■ Requirement:
Look through the data that follows and copy each line with the string "below".

■ Source information:
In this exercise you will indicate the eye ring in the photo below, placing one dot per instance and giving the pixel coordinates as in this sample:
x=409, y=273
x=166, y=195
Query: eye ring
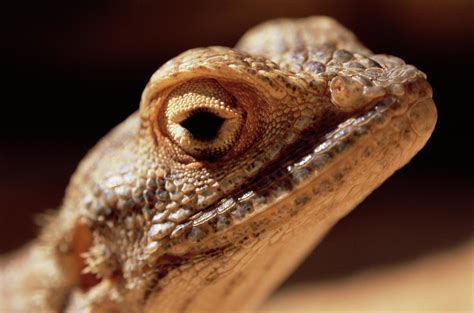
x=202, y=118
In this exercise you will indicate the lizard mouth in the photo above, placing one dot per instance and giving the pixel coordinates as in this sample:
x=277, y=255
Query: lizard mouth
x=301, y=166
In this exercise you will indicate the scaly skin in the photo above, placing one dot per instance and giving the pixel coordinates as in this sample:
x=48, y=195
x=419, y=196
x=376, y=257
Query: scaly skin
x=236, y=165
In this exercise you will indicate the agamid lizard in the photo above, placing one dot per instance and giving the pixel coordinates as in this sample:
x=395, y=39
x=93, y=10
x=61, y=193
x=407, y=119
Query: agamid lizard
x=235, y=166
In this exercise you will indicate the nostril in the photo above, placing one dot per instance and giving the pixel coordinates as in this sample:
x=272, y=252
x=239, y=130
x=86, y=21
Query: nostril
x=203, y=125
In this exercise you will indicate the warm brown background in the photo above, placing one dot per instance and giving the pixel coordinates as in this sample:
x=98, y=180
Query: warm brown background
x=71, y=71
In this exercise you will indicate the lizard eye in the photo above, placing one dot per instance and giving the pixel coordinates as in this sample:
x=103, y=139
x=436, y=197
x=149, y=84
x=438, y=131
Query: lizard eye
x=202, y=118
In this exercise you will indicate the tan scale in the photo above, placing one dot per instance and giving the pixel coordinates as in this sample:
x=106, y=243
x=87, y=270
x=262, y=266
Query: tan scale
x=236, y=165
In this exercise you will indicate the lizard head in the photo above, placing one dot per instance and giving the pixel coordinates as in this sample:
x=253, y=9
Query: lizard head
x=234, y=156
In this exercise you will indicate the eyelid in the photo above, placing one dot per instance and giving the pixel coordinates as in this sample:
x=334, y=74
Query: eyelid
x=190, y=99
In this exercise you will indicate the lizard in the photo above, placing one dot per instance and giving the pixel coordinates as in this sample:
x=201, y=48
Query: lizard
x=237, y=163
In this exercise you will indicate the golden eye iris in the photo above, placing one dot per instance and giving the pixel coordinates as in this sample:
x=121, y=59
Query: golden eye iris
x=202, y=118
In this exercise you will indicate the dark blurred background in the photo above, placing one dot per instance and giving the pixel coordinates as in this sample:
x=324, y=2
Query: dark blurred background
x=71, y=70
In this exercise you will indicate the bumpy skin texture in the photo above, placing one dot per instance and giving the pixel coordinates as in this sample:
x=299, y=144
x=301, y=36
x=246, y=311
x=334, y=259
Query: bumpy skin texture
x=236, y=165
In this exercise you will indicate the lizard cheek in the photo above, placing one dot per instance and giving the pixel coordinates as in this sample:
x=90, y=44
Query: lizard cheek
x=202, y=118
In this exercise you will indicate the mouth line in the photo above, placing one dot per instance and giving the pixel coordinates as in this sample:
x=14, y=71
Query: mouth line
x=288, y=174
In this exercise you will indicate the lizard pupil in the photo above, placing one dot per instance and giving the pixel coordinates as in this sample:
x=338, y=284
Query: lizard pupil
x=203, y=126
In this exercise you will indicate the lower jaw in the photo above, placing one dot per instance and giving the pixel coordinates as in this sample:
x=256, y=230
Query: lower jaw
x=237, y=269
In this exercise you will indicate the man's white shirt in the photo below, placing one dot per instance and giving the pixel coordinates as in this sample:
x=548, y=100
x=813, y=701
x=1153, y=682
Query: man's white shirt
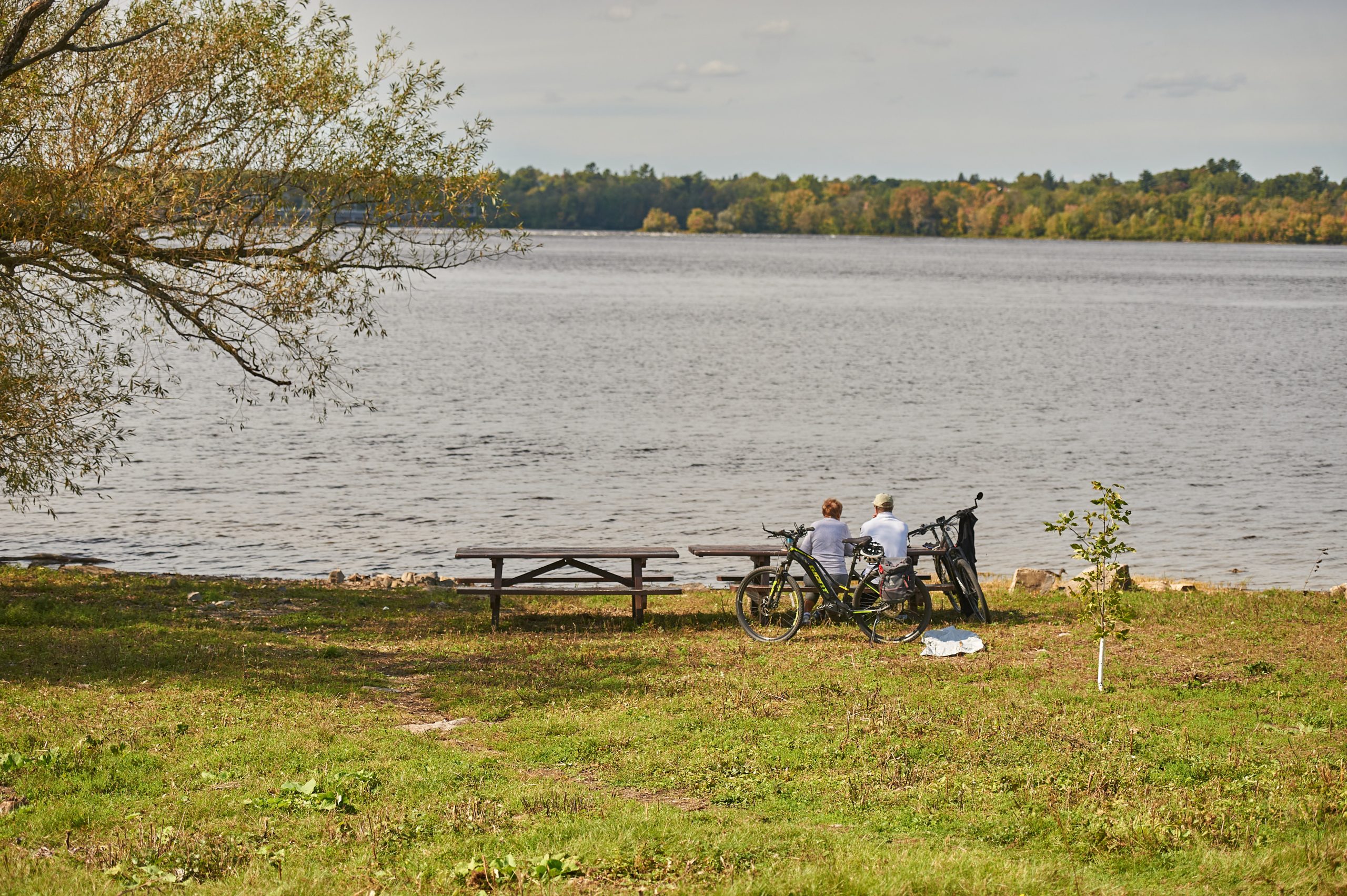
x=888, y=531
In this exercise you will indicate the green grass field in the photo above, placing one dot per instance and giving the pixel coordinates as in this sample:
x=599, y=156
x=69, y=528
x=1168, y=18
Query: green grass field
x=255, y=748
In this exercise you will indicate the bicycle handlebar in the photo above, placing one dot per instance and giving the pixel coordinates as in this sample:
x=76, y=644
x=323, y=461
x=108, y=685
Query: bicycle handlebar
x=790, y=534
x=941, y=522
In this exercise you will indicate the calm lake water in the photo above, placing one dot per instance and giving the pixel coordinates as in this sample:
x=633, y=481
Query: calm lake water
x=638, y=390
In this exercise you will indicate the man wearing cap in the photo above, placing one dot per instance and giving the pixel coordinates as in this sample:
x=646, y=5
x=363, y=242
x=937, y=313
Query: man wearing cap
x=886, y=529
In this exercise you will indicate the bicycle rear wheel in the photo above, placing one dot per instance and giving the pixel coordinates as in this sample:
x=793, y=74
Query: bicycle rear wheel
x=972, y=589
x=770, y=606
x=944, y=572
x=895, y=623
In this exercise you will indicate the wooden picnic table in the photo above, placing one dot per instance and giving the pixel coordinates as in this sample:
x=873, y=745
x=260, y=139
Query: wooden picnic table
x=760, y=556
x=537, y=581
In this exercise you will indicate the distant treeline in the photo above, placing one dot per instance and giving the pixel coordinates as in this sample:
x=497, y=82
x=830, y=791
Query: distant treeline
x=1211, y=203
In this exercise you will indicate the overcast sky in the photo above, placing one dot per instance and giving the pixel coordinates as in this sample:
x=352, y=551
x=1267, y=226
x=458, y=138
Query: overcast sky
x=896, y=89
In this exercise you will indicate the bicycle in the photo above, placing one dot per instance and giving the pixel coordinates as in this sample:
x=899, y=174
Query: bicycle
x=888, y=601
x=957, y=566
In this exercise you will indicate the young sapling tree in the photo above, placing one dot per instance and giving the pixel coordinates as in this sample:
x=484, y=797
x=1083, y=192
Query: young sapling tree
x=1097, y=542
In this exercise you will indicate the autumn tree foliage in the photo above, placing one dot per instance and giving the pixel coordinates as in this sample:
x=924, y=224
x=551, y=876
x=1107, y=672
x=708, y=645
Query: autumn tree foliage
x=1211, y=203
x=216, y=174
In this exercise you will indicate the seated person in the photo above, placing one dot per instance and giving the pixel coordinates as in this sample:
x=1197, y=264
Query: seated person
x=886, y=529
x=825, y=543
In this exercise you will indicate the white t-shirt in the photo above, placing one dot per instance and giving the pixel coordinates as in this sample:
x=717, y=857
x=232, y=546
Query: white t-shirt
x=888, y=531
x=825, y=545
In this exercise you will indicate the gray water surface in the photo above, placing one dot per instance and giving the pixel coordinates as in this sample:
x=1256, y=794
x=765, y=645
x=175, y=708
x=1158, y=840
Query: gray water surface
x=626, y=388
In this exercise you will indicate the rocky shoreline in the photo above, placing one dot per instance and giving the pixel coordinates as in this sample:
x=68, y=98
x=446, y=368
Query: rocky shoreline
x=1024, y=580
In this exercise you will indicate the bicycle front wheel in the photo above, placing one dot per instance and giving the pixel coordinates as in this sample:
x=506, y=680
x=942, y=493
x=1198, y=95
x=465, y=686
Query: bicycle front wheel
x=770, y=606
x=891, y=621
x=972, y=589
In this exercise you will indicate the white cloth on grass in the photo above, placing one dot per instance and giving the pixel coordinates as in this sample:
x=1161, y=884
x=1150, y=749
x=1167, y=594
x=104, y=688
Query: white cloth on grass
x=949, y=642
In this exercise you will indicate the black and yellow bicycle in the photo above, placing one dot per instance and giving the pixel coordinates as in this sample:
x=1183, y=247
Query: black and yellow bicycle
x=887, y=601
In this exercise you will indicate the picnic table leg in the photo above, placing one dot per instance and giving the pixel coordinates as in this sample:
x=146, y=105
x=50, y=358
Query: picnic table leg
x=497, y=572
x=639, y=599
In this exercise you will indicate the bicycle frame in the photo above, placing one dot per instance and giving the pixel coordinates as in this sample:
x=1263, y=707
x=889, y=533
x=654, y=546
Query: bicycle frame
x=829, y=592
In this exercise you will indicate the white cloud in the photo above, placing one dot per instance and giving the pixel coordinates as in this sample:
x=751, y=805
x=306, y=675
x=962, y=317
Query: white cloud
x=1186, y=84
x=718, y=69
x=775, y=29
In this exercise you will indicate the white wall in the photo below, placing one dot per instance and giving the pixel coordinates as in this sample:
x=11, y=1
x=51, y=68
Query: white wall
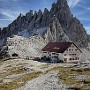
x=71, y=52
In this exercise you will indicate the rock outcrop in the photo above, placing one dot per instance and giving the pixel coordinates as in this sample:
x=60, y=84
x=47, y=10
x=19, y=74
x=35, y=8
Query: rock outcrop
x=65, y=28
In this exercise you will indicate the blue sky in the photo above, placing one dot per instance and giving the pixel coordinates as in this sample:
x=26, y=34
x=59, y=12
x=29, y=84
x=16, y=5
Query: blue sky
x=10, y=9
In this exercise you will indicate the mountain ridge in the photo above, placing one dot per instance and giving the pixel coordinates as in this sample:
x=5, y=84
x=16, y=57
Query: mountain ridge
x=71, y=26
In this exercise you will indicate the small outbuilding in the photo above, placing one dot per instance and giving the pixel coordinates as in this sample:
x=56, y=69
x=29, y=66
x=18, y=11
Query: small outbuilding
x=62, y=51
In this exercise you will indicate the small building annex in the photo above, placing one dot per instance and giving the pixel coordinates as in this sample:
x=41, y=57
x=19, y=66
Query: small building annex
x=62, y=51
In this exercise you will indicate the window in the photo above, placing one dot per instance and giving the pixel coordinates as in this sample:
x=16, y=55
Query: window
x=76, y=49
x=69, y=49
x=71, y=59
x=65, y=54
x=53, y=53
x=76, y=58
x=65, y=59
x=44, y=52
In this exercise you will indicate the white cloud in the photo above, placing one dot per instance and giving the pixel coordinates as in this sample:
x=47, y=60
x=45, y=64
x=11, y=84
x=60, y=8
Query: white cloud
x=88, y=29
x=8, y=14
x=6, y=19
x=86, y=8
x=85, y=19
x=73, y=3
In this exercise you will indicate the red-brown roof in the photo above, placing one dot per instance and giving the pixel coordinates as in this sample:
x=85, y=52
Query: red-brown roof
x=58, y=47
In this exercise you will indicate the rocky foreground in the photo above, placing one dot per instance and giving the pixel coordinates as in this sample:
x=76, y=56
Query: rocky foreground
x=20, y=74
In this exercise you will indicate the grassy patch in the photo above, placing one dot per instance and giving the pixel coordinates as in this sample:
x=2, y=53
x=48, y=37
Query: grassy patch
x=68, y=75
x=19, y=82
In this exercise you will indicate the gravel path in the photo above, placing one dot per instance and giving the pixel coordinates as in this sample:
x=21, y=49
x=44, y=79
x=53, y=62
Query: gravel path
x=47, y=81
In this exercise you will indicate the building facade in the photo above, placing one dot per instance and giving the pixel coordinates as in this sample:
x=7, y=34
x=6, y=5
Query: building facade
x=62, y=51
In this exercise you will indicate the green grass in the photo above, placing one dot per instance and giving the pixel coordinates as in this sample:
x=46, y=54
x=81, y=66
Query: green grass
x=19, y=82
x=68, y=75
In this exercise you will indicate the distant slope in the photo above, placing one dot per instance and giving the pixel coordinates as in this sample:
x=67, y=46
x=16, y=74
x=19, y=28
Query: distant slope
x=70, y=25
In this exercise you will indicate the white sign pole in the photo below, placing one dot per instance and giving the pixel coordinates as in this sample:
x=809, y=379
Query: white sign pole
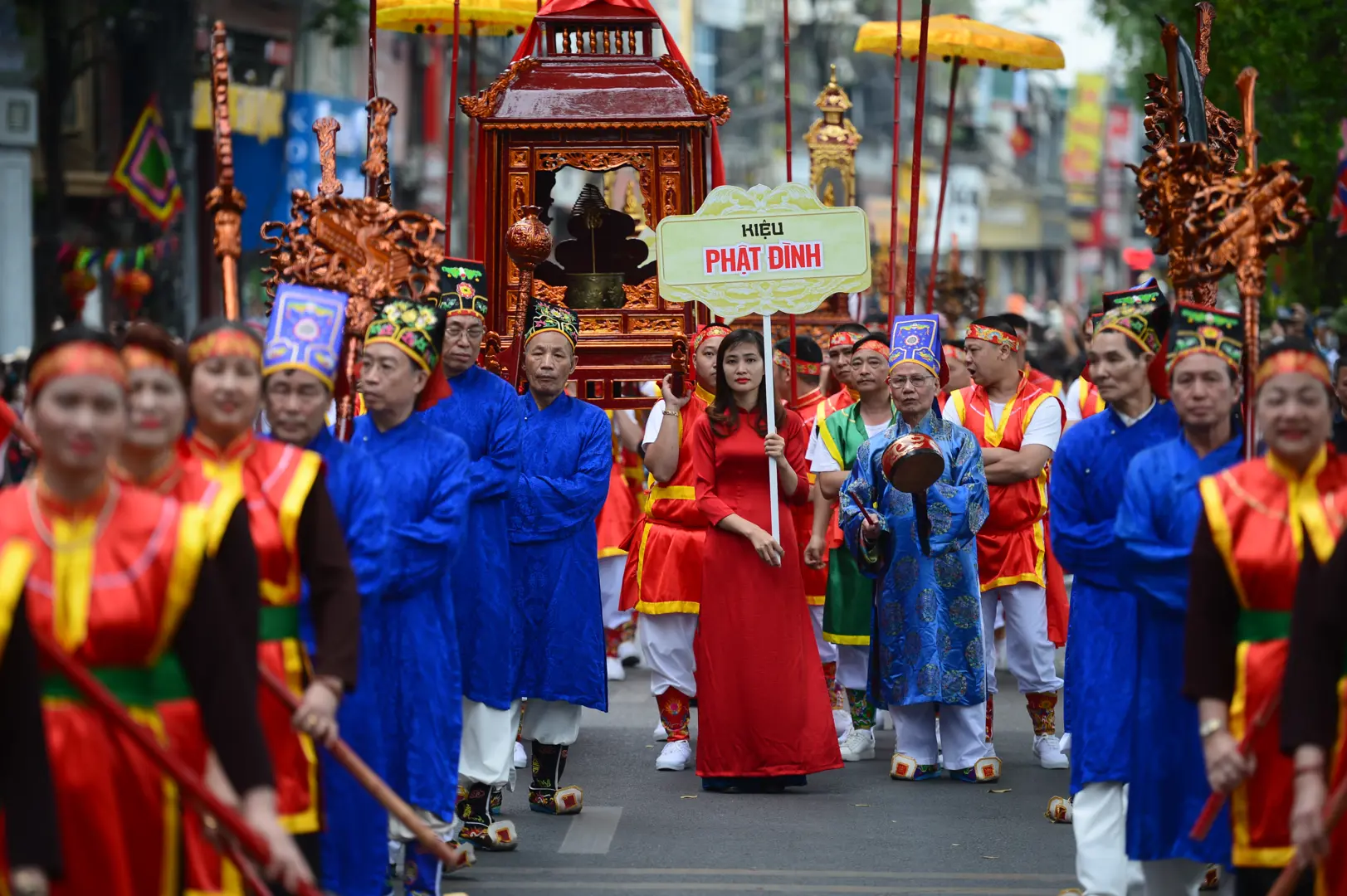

■ Answer to the exercise:
In this exercise you will indicate the eye ring in the photo below, placing one dot per instance and giving the pixel coordinates as in this sample:
In this exercise you will indicate the man's white shirt in the photo below, placing one dot per instance and giving the pixel coordinates as in this sample:
In this exercise you will indicate the white wall in the photo below, placing one dot per instance and giving the pixel coordinates as in this sample:
In this exercise you will indicate the white sign pole in the photo below, placing one dot per instance and giving the pixel coordinates as in this sample:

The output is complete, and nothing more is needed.